_Text under study_
══════════

I need to test a big site written in ZF2. There is 443 test and about 10000 assertions. Testing with code coverage takes 6 hours! I think I found the problem: In controller's tests I use a dispatch method from AbstractHttpControllerTestCase. Time of execution of dispatch method is increasing after each test (from fractions of second to tens of seconds).
I use ZF 2.1.3, PHPUnit 3.7, PHP_CodeCoverage 1.2, Xdebug v2.2.1, PHP 5.4.7.
My dispatch method:
public function dispatch($url, $method = HttpRequest::METHOD_GET, $params = array())
{
$s = microtime(true);
parent::dispatch($url, $method, $params);
$end = microtime(true) - $s;
echo 'dis: '.$end."\n";
return $this->getApplication()->getMvcEvent()->getResult();
}
parent::dispatch is method from AbstractHttpControllerTestCase.
Sample of test:
$result = $this->dispatch('/archive/finance/older');
$this->assertControllerName('skycontent\controller\article');
$this->assertActionName('archive');
$this->assertParamValue('older', true);
$this->assertParamValue('category', 'finance');
$vars = (array) $result->getVariables();
$this->assertArrayHasKey('archivePosts', $vars);
Please help. Thanks.

══════════

Stored items:
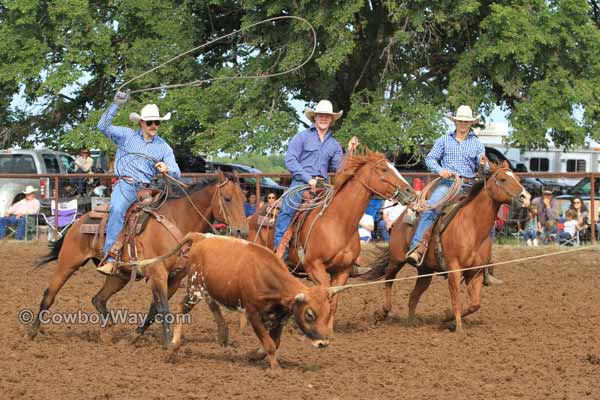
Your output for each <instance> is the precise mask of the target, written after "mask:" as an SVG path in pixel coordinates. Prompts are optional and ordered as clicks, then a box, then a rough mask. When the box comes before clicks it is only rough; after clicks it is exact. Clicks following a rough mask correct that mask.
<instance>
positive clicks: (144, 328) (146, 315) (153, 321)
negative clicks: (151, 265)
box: [135, 269, 187, 335]
mask: <svg viewBox="0 0 600 400" xmlns="http://www.w3.org/2000/svg"><path fill="white" fill-rule="evenodd" d="M186 275H187V269H182V270H180V271H178V272H177V273H176V274H175V275H173V276H170V277H169V280H168V282H167V297H168V298H169V299H170V298H171V297H173V295H174V294H175V292H177V289H179V286H181V282H182V280H183V278H184V277H185V276H186ZM157 313H158V309H157V307H156V303H154V302H152V303H151V304H150V309H149V310H148V314H147V315H146V318H145V319H144V323H143V324H142V325H140V326H139V327H138V328H137V329H136V330H135V331H136V332H137V333H139V334H140V335H143V334H144V333H145V332H146V329H148V328H149V327H150V325H152V324H153V323H154V319H155V318H156V314H157Z"/></svg>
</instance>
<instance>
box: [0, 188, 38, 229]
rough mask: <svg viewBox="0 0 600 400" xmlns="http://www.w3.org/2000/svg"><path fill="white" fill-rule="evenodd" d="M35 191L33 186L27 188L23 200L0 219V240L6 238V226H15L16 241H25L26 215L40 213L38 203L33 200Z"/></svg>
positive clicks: (12, 207)
mask: <svg viewBox="0 0 600 400" xmlns="http://www.w3.org/2000/svg"><path fill="white" fill-rule="evenodd" d="M35 192H37V189H35V188H34V187H33V186H27V188H26V189H25V191H24V192H23V193H25V198H24V199H23V200H21V201H18V202H16V203H15V204H13V205H12V206H10V208H9V209H8V210H7V212H6V214H7V215H6V216H5V217H2V218H0V239H3V238H4V237H5V236H6V228H7V226H8V225H17V235H16V239H17V240H23V239H25V228H26V223H27V218H26V216H27V215H35V214H37V213H39V212H40V201H39V200H38V199H36V198H35Z"/></svg>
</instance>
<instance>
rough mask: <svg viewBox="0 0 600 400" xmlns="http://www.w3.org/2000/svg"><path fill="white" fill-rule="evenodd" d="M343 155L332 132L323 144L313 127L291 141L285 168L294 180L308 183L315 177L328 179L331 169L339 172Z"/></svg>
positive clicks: (288, 148)
mask: <svg viewBox="0 0 600 400" xmlns="http://www.w3.org/2000/svg"><path fill="white" fill-rule="evenodd" d="M343 155H344V153H343V152H342V146H340V144H339V143H338V142H337V140H335V139H334V138H333V136H332V132H331V130H330V131H329V132H327V135H325V139H324V140H323V142H322V143H321V139H319V133H318V132H317V128H315V127H314V126H311V127H310V128H308V129H306V130H303V131H301V132H298V133H297V134H296V135H295V136H294V137H293V138H292V140H291V141H290V145H289V146H288V151H287V153H286V154H285V166H286V167H287V169H288V170H289V171H290V173H291V174H292V178H293V179H294V180H297V181H301V182H304V183H308V181H309V180H311V178H312V177H313V176H322V177H324V178H325V179H328V175H327V173H328V172H329V170H330V169H331V170H332V171H337V169H338V168H339V167H340V164H341V161H342V156H343Z"/></svg>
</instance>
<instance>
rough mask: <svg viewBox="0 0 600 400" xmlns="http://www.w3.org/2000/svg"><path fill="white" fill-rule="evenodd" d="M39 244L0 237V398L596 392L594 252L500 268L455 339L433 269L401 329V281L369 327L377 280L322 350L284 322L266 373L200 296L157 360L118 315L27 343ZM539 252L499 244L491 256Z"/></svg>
mask: <svg viewBox="0 0 600 400" xmlns="http://www.w3.org/2000/svg"><path fill="white" fill-rule="evenodd" d="M46 250H47V249H46V247H45V245H44V244H21V243H10V242H9V243H0V264H1V265H2V268H1V270H2V275H1V276H0V292H1V293H2V295H1V298H2V303H1V306H0V312H1V316H2V318H3V321H4V322H3V324H2V335H1V339H0V340H1V341H2V344H1V349H2V351H1V354H2V356H1V357H0V371H1V373H0V393H1V394H0V398H2V399H34V398H35V399H39V398H48V399H82V398H85V399H129V398H131V399H140V398H143V399H167V398H170V399H179V398H188V399H221V398H223V399H229V398H240V399H270V398H273V399H315V398H319V399H353V398H365V399H380V398H381V399H383V398H394V399H411V398H415V399H417V398H418V399H424V398H429V399H441V398H453V399H484V398H485V399H493V398H498V399H514V398H520V399H584V398H589V399H600V290H599V287H600V263H599V262H598V257H599V256H600V252H598V251H583V252H577V253H573V254H570V255H563V256H560V257H555V258H546V259H542V260H540V261H535V262H529V263H528V264H523V263H522V264H510V265H508V266H506V267H501V268H498V269H497V275H498V276H499V277H501V278H502V279H504V280H505V282H506V283H505V284H504V285H502V286H500V287H493V288H485V289H484V292H483V302H482V308H481V310H480V311H479V312H478V313H476V314H475V315H473V316H470V317H468V318H467V319H466V330H467V334H466V336H465V337H463V338H458V337H457V336H456V335H455V334H453V333H451V332H449V331H448V330H447V329H444V328H443V326H442V325H441V322H440V321H441V318H442V316H443V314H444V312H445V310H447V309H448V307H449V304H450V300H449V296H448V289H447V285H446V281H445V280H444V279H442V278H434V281H433V283H432V285H431V287H430V289H429V291H428V292H426V293H425V295H424V296H423V299H422V301H421V304H420V307H419V309H418V314H419V316H420V317H421V320H420V321H419V322H418V323H417V324H416V325H412V326H409V324H408V323H407V321H406V303H407V296H408V292H409V290H410V289H411V288H412V283H408V282H401V283H400V284H398V285H397V286H395V289H394V299H395V303H394V304H395V309H394V312H393V315H392V318H391V319H390V320H388V321H387V322H385V323H383V324H380V325H374V324H373V313H374V311H375V310H376V309H377V308H378V307H379V306H380V303H381V298H382V292H381V287H379V286H372V287H369V288H366V289H352V290H351V291H349V292H346V293H344V294H343V295H342V300H341V306H340V310H339V313H338V317H337V322H336V324H335V331H336V336H335V338H334V340H333V342H332V343H331V345H330V347H329V348H327V349H324V350H316V349H313V348H312V347H311V345H310V342H309V341H308V340H304V339H303V338H302V336H300V335H299V334H298V333H297V331H295V330H294V328H293V326H292V324H289V325H288V326H287V327H286V329H285V331H284V334H283V338H282V347H281V349H280V352H279V358H280V361H281V363H282V366H283V371H282V373H281V374H280V375H279V376H271V375H270V374H269V373H268V372H269V370H268V366H267V365H268V364H267V362H266V361H262V362H258V363H252V362H249V361H248V360H247V358H246V354H247V352H249V351H250V350H253V349H255V348H256V346H257V340H256V338H255V336H254V334H253V333H252V331H251V329H250V328H247V329H246V330H245V331H243V332H240V329H239V325H238V323H237V321H238V314H237V313H231V312H225V314H226V318H227V320H228V321H229V322H230V331H231V339H232V341H233V343H232V345H231V346H230V347H228V348H222V347H220V346H219V345H218V344H217V343H216V342H215V340H214V336H215V333H216V329H215V325H214V323H213V321H212V319H211V318H209V312H208V310H207V307H206V306H205V305H204V304H202V305H199V306H198V307H196V309H195V310H194V312H193V313H192V319H193V320H192V324H191V325H190V326H189V327H187V329H186V331H185V335H186V340H185V342H184V345H183V348H182V350H181V353H180V358H179V360H178V361H177V362H175V363H169V362H166V361H165V360H166V357H165V356H166V353H165V351H163V350H162V348H161V346H160V329H159V327H158V326H155V327H153V328H151V329H150V331H149V332H148V333H147V334H146V336H145V337H143V338H142V339H141V340H139V341H138V342H137V343H135V344H131V340H132V338H134V336H135V333H134V326H133V325H128V324H123V325H119V326H116V327H115V328H113V331H112V332H105V333H102V334H101V330H100V328H99V327H98V326H97V325H47V326H46V327H45V328H44V330H45V332H44V333H42V334H40V335H39V336H38V337H37V338H36V339H35V340H34V341H30V340H29V339H27V338H26V337H25V332H26V329H27V326H24V325H22V324H21V323H19V322H18V318H17V317H18V313H19V311H20V310H24V309H33V310H37V306H38V304H39V301H40V299H41V295H42V292H43V291H44V289H45V287H46V284H47V282H48V279H49V277H50V276H51V274H52V272H53V270H54V265H55V264H50V265H49V266H48V267H46V268H45V269H43V270H41V271H38V272H35V273H32V272H31V265H32V263H33V261H34V260H35V259H36V258H37V257H39V256H40V255H42V254H44V253H45V252H46ZM550 250H551V249H549V248H546V249H539V250H530V249H526V248H518V247H514V248H511V247H498V248H496V249H495V250H494V259H495V260H508V259H514V258H518V257H522V256H527V255H533V254H538V253H542V252H545V251H550ZM412 274H413V271H412V270H411V268H409V267H407V268H405V270H403V271H402V275H412ZM102 281H103V278H102V277H101V276H99V275H98V274H97V273H95V272H94V271H92V268H91V267H90V266H88V267H87V268H84V269H83V270H82V271H81V272H79V273H77V274H76V275H75V276H73V277H72V278H71V280H70V281H69V282H67V284H66V285H65V287H64V288H63V290H62V292H60V294H59V296H58V299H57V302H56V303H55V305H54V307H53V308H52V311H53V312H55V313H59V312H77V311H78V310H82V311H84V312H90V313H91V312H92V311H93V307H92V305H91V303H90V299H91V297H92V295H93V294H94V293H95V292H96V291H97V290H98V288H99V287H100V286H101V284H102ZM180 295H181V293H179V294H178V296H180ZM178 296H177V298H179V297H178ZM465 298H466V297H465ZM149 300H150V293H149V291H148V289H147V287H146V286H145V284H143V283H138V284H136V285H135V286H134V287H133V288H131V289H125V290H124V291H123V292H122V293H119V294H118V295H116V296H115V297H114V299H113V301H112V303H111V304H110V305H111V307H112V308H118V309H129V310H130V311H134V312H145V311H146V309H147V305H148V304H149ZM465 301H466V300H465Z"/></svg>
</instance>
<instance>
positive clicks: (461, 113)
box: [406, 106, 485, 265]
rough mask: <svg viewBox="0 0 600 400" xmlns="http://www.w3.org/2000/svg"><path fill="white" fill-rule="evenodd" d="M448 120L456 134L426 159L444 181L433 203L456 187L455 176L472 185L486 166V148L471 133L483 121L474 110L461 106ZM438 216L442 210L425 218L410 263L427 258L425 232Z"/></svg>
mask: <svg viewBox="0 0 600 400" xmlns="http://www.w3.org/2000/svg"><path fill="white" fill-rule="evenodd" d="M448 118H450V119H451V120H452V122H454V125H455V126H456V129H455V131H454V132H452V133H449V134H447V135H444V136H442V137H441V138H439V139H438V140H436V142H435V144H434V145H433V148H432V149H431V151H430V152H429V154H428V155H427V158H426V160H425V161H426V163H427V167H428V168H429V169H430V170H431V171H432V172H435V173H436V174H438V175H439V176H441V177H442V178H443V179H442V180H441V181H440V183H439V184H438V185H437V187H436V188H435V189H434V190H433V193H432V194H431V198H430V199H429V203H430V204H434V203H437V202H438V201H439V200H440V199H441V198H442V197H444V195H445V194H446V193H447V192H448V190H449V189H450V186H452V179H451V178H452V176H456V175H458V176H460V177H461V178H463V182H464V184H465V186H471V184H472V183H473V179H474V178H475V177H476V175H477V168H478V167H479V165H484V163H485V161H484V160H485V158H484V156H485V147H484V145H483V144H482V143H481V142H480V141H479V139H478V138H477V136H475V134H474V133H473V131H472V130H471V126H472V125H473V124H474V123H476V122H478V121H479V117H473V112H472V111H471V107H469V106H460V107H459V108H458V110H457V111H456V115H454V116H452V115H449V116H448ZM463 188H464V186H463ZM438 215H439V210H428V211H425V212H424V213H423V215H422V216H421V220H420V221H419V225H418V226H417V229H416V231H415V234H414V236H413V239H412V242H411V243H410V246H409V251H408V253H407V257H406V261H407V262H408V263H409V264H412V265H418V264H419V263H420V261H421V259H422V258H423V254H424V253H425V250H426V248H427V247H426V243H427V241H428V240H429V237H428V236H429V235H425V233H426V232H428V231H429V229H430V228H431V226H432V225H433V223H434V222H435V220H436V218H437V217H438ZM425 236H427V237H425ZM424 237H425V238H424Z"/></svg>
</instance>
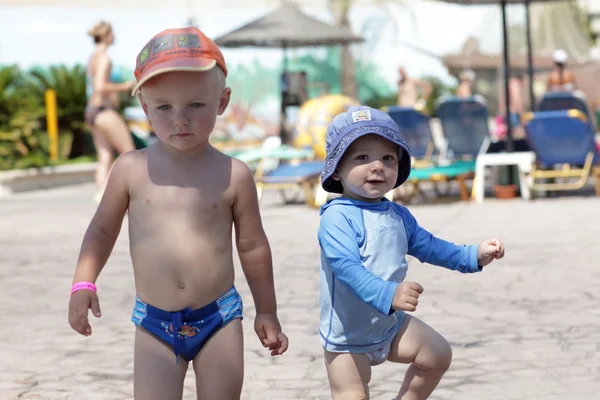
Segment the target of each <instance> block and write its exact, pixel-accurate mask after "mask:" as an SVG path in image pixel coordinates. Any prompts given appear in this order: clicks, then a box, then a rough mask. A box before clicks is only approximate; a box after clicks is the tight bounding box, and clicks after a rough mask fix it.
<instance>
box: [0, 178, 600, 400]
mask: <svg viewBox="0 0 600 400" xmlns="http://www.w3.org/2000/svg"><path fill="white" fill-rule="evenodd" d="M91 195H92V188H91V186H89V185H84V186H77V187H72V188H66V189H60V190H53V191H40V192H33V193H26V194H20V195H17V196H14V197H10V198H7V199H2V200H0V221H1V222H0V304H1V306H0V318H1V319H0V320H1V321H2V328H1V329H0V360H2V361H1V362H0V399H17V398H23V399H48V400H51V399H104V400H111V399H130V398H131V397H132V371H133V362H132V356H133V353H132V345H133V331H134V328H133V325H132V324H131V323H130V322H129V317H130V313H131V308H132V305H133V301H134V293H133V282H132V273H131V267H130V265H129V259H128V247H127V235H126V228H125V229H124V230H123V234H122V235H121V238H120V240H119V241H118V243H117V246H116V248H115V250H114V252H113V256H112V257H111V259H110V261H109V263H108V265H107V266H106V268H105V270H104V272H103V273H102V275H101V277H100V280H99V285H100V287H101V291H102V294H101V298H100V301H101V305H102V307H103V308H102V310H103V317H102V319H100V320H97V321H94V335H93V336H92V337H90V338H83V337H81V336H79V335H77V334H75V333H74V332H73V331H71V329H70V327H69V326H68V323H67V301H68V291H69V286H70V281H71V277H72V273H73V268H74V266H75V261H76V257H77V253H78V250H79V245H80V243H81V239H82V237H83V233H84V231H85V229H86V227H87V224H88V222H89V219H90V217H91V216H92V213H93V212H94V205H93V204H92V202H91V201H90V199H91ZM411 210H412V211H413V213H414V214H415V215H416V217H417V219H418V220H419V221H420V223H421V225H422V226H424V227H426V228H428V229H429V230H430V231H431V232H433V233H434V234H437V235H439V236H441V237H444V238H446V239H449V240H452V241H456V242H465V243H477V242H479V241H480V240H481V239H484V238H486V237H488V236H492V235H497V236H499V237H501V238H503V239H504V240H505V243H506V247H507V257H506V258H505V259H504V260H503V261H501V262H498V263H496V264H495V265H492V266H490V267H489V268H486V271H485V273H482V274H477V275H469V276H464V275H461V274H459V273H454V272H450V271H446V270H443V269H440V268H435V267H432V266H429V265H421V264H419V263H418V262H417V261H415V260H411V261H410V266H411V268H410V270H409V277H408V278H409V279H411V280H415V281H417V282H420V283H421V284H422V285H423V286H424V287H425V293H424V294H423V297H422V299H420V302H419V310H418V311H417V312H416V315H417V316H419V317H420V318H422V319H424V320H425V321H426V322H428V323H429V324H431V325H432V326H434V327H435V328H437V329H438V330H439V331H440V332H441V333H442V334H443V335H444V336H445V337H446V338H447V339H448V340H449V341H450V343H451V344H452V346H453V348H454V361H453V364H452V366H451V369H450V371H449V372H448V374H447V375H446V377H445V378H444V379H443V380H442V382H441V384H440V386H439V389H438V390H437V391H436V392H435V393H434V395H433V396H432V397H431V398H432V399H440V400H441V399H465V400H467V399H505V400H508V399H544V400H554V399H578V400H582V399H598V398H600V397H598V396H599V394H598V393H597V392H599V391H600V351H599V350H600V294H598V287H600V262H599V261H598V248H599V247H598V241H599V238H600V199H597V198H560V199H547V200H538V201H536V202H533V203H524V202H521V201H520V200H514V201H494V200H492V201H488V202H486V203H484V204H483V205H475V204H467V203H455V204H445V205H421V206H412V207H411ZM263 217H264V221H265V227H266V230H267V233H268V235H269V237H270V239H271V243H272V247H273V251H274V259H275V275H276V284H277V292H278V299H279V304H280V318H281V320H282V324H283V326H284V329H285V331H286V333H287V334H288V336H289V337H290V340H291V347H290V350H289V351H288V353H287V354H286V355H285V356H284V357H281V358H278V359H272V358H270V357H269V356H268V355H267V353H266V352H265V351H264V350H263V349H262V347H260V346H259V343H258V341H257V339H256V338H255V336H254V332H253V330H252V323H251V321H252V315H253V307H252V299H251V297H250V295H249V291H248V287H247V285H246V283H245V282H244V281H243V280H242V274H241V273H240V274H238V282H237V285H238V288H239V289H240V291H241V293H242V296H243V297H244V299H245V303H246V320H245V328H246V330H245V332H246V344H247V347H246V365H247V368H246V381H245V385H244V396H243V398H244V399H261V400H270V399H314V400H317V399H321V400H323V399H329V398H330V396H329V390H328V386H327V381H326V377H325V369H324V366H323V362H322V358H321V349H320V344H319V340H318V336H317V321H318V295H317V291H318V276H319V272H318V271H319V264H318V262H319V261H318V247H317V243H316V236H315V235H316V229H317V226H318V222H319V218H318V213H317V212H316V211H315V210H311V209H308V208H306V207H304V206H302V205H293V206H282V205H280V204H278V202H277V198H266V199H265V201H264V202H263ZM405 369H406V367H405V366H403V365H394V364H391V363H389V364H387V365H383V366H380V367H377V368H376V369H375V370H374V374H373V384H372V398H373V399H376V400H380V399H383V400H389V399H390V398H392V397H393V395H394V393H395V392H396V390H397V389H398V388H399V387H400V384H401V381H402V377H403V373H404V371H405ZM192 388H193V375H191V374H190V375H189V376H188V379H187V381H186V395H185V398H186V399H188V398H189V399H192V398H194V396H193V395H192V393H193V391H192Z"/></svg>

══════════

_Questions_
• a. In the post about slow ZF2 tests, how long does testing with code coverage take?
• b. Reproduce the post about slow ZF2 tests from "I need to test" to "v2.2.1, PHP 5.4.7.".
Please answer using only the post about slow ZF2 tests, not the rows.

_Solutions to the tasks_
• a. 6 hours.

• b.
I need to test a big site written in ZF2. There is 443 test and about 10000 assertions. Testing with code coverage takes 6 hours! I think I found the problem: In controller's tests I use a dispatch method from AbstractHttpControllerTestCase. Time of execution of dispatch method is increasing after each test (from fractions of second to tens of seconds).
I use ZF 2.1.3, PHPUnit 3.7, PHP_CodeCoverage 1.2, Xdebug v2.2.1, PHP 5.4.7.